PROBLEM STATEMENT -> Below are some records. Print all of them exactly as they appear.

::::

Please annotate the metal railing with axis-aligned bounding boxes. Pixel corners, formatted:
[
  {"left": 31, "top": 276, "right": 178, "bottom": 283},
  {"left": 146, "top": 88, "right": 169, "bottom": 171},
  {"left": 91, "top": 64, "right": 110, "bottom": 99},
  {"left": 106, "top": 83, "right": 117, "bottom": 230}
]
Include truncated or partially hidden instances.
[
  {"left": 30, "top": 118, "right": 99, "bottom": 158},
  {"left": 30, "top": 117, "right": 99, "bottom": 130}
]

::::

ANSWER TO THIS TASK ->
Please annotate the metal railing with axis-aligned bounding boxes. Pixel corners, formatted:
[
  {"left": 31, "top": 276, "right": 178, "bottom": 283},
  {"left": 146, "top": 88, "right": 169, "bottom": 171},
  {"left": 91, "top": 64, "right": 110, "bottom": 99},
  {"left": 106, "top": 83, "right": 117, "bottom": 230}
]
Include truncated or partially hidden instances.
[
  {"left": 30, "top": 118, "right": 99, "bottom": 158},
  {"left": 30, "top": 117, "right": 99, "bottom": 130}
]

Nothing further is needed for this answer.